Problem statement: Can you quote word for word the part of the Cuban Missile Crisis source notes between "The Sopka-SAMLET’s characteristics" and "tons of TNT.", inclusive?

Extract:
My account of the missile site at Banes derives primarily from Dino Brugioni’s Eyeball to Eyeball: The Inside Story of The Cuban Missile Crisis (Robert F. McCort, ed.). New York: Random House, 1991, 120-129. Burgioni attributes the quotation concerning the President’s agitated state of mind, used as a header above, to Deputy Director of Intelligence General Carter. See p. 127 (where the verb is spelled in full).

The photograph of that site at the head of this chapter comes from the Dino A. Brugioni Collection, National Security Archive, Washington, D.C. http://www.gwu.edu/~nsarchiv/nsa/cuba_mis_cri/photos.htm.

The Sopka-SAMLET’s characteristics are described on pp. 315-6 of Norman Polmar and John D. Gresham, DEFCON-2: Standing on the Brink of Nuclear War during the Cuban Missile Crisis. Hoboken: John Wiley and Sons, Inc., 2006.

The May 24, 1962, Soviet deployment order approved by the Presidium is reproduced in Raymond L. Garthoff, “New Evidence on the Cuban Missile Crisis: Khrushchev, Nuclear Weapons, and the Cuban Missile Crisis.” Bulletin 11, The Cold War International History Project, Winter 1998, 251-262. The reproduced deployment order begins on p. 254

The destructive power of the Hiroshima atomic bomb and the death toll there on August 6, 1945, comes from Jeremy Isaacs and Taylor Downing, Cold War: An Illustrated History. 1945-1991. Jeremy Isaacs Productions and Turner Original Productions, 1998, 20-21. A kiloton is the equivalent of 1,000 tons of TNT.

Dataset excerpts:
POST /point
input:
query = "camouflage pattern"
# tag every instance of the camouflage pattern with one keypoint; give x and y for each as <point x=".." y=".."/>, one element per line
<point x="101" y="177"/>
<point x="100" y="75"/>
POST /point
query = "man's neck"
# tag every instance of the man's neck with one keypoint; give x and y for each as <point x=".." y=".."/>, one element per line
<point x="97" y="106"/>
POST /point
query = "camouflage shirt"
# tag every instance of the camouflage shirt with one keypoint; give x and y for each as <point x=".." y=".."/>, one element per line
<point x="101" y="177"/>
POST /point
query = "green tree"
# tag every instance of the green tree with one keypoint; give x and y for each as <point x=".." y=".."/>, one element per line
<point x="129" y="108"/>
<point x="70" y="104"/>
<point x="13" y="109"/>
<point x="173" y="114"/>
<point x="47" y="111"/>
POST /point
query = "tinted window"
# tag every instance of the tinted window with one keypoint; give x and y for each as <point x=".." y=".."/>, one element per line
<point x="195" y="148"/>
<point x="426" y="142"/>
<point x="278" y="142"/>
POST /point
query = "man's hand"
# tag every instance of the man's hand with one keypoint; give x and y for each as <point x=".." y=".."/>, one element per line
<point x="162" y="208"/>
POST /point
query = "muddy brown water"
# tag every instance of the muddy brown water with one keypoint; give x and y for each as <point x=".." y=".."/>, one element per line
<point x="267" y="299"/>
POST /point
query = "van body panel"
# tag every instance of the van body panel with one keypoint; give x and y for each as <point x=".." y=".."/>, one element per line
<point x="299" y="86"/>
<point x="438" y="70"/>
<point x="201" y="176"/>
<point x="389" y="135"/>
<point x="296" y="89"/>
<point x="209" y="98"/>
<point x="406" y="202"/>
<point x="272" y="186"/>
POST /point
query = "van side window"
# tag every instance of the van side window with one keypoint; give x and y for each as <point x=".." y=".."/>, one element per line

Response area:
The Sopka-SAMLET’s characteristics are described on pp. 315-6 of Norman Polmar and John D. Gresham, DEFCON-2: Standing on the Brink of Nuclear War during the Cuban Missile Crisis. Hoboken: John Wiley and Sons, Inc., 2006.

The May 24, 1962, Soviet deployment order approved by the Presidium is reproduced in Raymond L. Garthoff, “New Evidence on the Cuban Missile Crisis: Khrushchev, Nuclear Weapons, and the Cuban Missile Crisis.” Bulletin 11, The Cold War International History Project, Winter 1998, 251-262. The reproduced deployment order begins on p. 254

The destructive power of the Hiroshima atomic bomb and the death toll there on August 6, 1945, comes from Jeremy Isaacs and Taylor Downing, Cold War: An Illustrated History. 1945-1991. Jeremy Isaacs Productions and Turner Original Productions, 1998, 20-21. A kiloton is the equivalent of 1,000 tons of TNT.